Print out each entry below exactly, please.

-------- PROVIDED INFORMATION --------

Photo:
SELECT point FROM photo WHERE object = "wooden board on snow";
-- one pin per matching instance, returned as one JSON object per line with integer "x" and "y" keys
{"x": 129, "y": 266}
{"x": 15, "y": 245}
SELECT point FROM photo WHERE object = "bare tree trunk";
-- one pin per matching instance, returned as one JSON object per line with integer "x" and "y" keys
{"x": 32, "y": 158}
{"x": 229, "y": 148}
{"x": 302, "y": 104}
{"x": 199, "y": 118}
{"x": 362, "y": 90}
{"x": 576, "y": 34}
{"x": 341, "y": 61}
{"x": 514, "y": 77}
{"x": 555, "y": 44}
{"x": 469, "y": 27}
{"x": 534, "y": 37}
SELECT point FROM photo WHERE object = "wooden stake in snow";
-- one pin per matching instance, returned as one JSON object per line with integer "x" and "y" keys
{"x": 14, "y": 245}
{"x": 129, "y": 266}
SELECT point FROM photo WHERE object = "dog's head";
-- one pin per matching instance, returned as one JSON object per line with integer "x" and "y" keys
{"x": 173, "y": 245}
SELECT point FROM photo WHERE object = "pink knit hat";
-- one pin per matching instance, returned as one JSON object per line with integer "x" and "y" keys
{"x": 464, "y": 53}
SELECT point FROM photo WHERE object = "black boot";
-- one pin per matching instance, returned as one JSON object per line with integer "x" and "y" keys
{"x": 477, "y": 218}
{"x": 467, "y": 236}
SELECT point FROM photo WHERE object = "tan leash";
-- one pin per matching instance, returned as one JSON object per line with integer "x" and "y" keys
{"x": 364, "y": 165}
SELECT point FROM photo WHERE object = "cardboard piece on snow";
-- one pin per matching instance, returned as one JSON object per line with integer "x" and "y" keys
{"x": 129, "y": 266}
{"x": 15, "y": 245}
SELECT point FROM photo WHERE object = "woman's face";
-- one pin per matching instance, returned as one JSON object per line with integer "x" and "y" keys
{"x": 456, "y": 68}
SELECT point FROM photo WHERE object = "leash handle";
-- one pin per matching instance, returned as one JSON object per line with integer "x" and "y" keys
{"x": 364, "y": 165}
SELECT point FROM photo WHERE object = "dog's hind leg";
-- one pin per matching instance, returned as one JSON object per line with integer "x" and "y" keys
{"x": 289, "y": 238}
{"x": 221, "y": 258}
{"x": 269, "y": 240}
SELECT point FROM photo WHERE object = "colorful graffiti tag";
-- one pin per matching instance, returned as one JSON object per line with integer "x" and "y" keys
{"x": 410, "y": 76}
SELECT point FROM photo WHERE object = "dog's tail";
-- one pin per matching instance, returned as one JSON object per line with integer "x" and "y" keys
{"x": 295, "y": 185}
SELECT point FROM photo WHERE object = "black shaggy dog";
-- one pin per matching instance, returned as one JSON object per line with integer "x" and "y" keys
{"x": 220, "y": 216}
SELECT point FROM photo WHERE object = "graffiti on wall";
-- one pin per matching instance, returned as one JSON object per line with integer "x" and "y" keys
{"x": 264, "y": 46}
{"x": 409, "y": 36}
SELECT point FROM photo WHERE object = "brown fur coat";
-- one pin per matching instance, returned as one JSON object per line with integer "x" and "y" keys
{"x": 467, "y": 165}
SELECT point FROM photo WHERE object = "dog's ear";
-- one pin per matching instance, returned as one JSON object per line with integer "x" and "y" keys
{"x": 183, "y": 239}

--------

_SOLUTION BELOW:_
Photo:
SELECT point FROM photo WHERE object = "wooden board on snow";
-- one pin per matching instance, returned as one JSON object per line with integer "x" and "y" keys
{"x": 129, "y": 266}
{"x": 15, "y": 245}
SELECT point FROM photo WHERE object = "bare tree trunk";
-- one pin per matching instance, returned as one JSON object per line with integer "x" and "y" keys
{"x": 32, "y": 158}
{"x": 229, "y": 148}
{"x": 302, "y": 104}
{"x": 199, "y": 118}
{"x": 362, "y": 90}
{"x": 576, "y": 34}
{"x": 341, "y": 61}
{"x": 514, "y": 77}
{"x": 555, "y": 44}
{"x": 469, "y": 27}
{"x": 534, "y": 37}
SELECT point FROM photo WHERE object = "wooden stake in snow";
-- one pin per matching instance, returned as one JSON object per line with integer "x" and "y" keys
{"x": 14, "y": 245}
{"x": 129, "y": 266}
SELECT point FROM photo WHERE object = "dog's head";
-- one pin per matching instance, returned as one JSON object per line with integer "x" and "y" keys
{"x": 173, "y": 245}
SELECT point FROM photo WHERE object = "pink knit hat";
-- one pin per matching instance, returned as one JSON object per line with integer "x" and "y" keys
{"x": 464, "y": 53}
SELECT point FROM photo WHERE object = "black boot";
-- one pin per matching instance, returned as one JSON object per line with integer "x" and "y" keys
{"x": 477, "y": 218}
{"x": 467, "y": 236}
SELECT point FROM photo WHERE object = "tan leash";
-- one pin per matching instance, returned as one JSON object per line with integer "x" and "y" keys
{"x": 364, "y": 165}
SELECT point FROM photo WHERE object = "cardboard piece on snow";
-- one pin per matching instance, returned as one JSON object per line with integer "x" and "y" keys
{"x": 129, "y": 266}
{"x": 15, "y": 245}
SELECT point FROM photo WHERE object = "woman's face";
-- one pin per matching instance, returned as one JSON object per line with integer "x" and "y" keys
{"x": 456, "y": 68}
SELECT point FROM photo WHERE object = "leash handle";
-- one pin per matching instance, returned as one JSON object per line with integer "x" and "y" keys
{"x": 364, "y": 165}
SELECT point FROM photo WHERE object = "dog's hind leg";
-- one pin per matching instance, returned as one JSON object per line with integer "x" and "y" keys
{"x": 289, "y": 238}
{"x": 221, "y": 258}
{"x": 269, "y": 240}
SELECT point FROM photo WHERE object = "colorful graffiti tag";
-- one pin per matching instance, returned as one JSON object per line with integer "x" and "y" keys
{"x": 410, "y": 76}
SELECT point FROM photo WHERE object = "dog's tail";
-- one pin per matching instance, returned as one JSON object per line with integer "x" and "y" keys
{"x": 295, "y": 185}
SELECT point FROM photo WHERE object = "black shaggy dog";
-- one pin per matching instance, returned as one JSON object per line with integer "x" and "y" keys
{"x": 220, "y": 216}
SELECT point FROM photo WHERE object = "graffiti on wall";
-- one pin per matching instance, returned as one JSON object per line with integer "x" and "y" keys
{"x": 264, "y": 46}
{"x": 409, "y": 36}
SELECT point FROM photo WHERE object = "brown fur coat";
-- one pin per matching instance, returned as one JSON object per line with integer "x" and "y" keys
{"x": 467, "y": 165}
SELECT point FROM photo WHERE object = "dog's ear";
-- one pin per matching instance, returned as one JSON object per line with integer "x" and "y" keys
{"x": 183, "y": 239}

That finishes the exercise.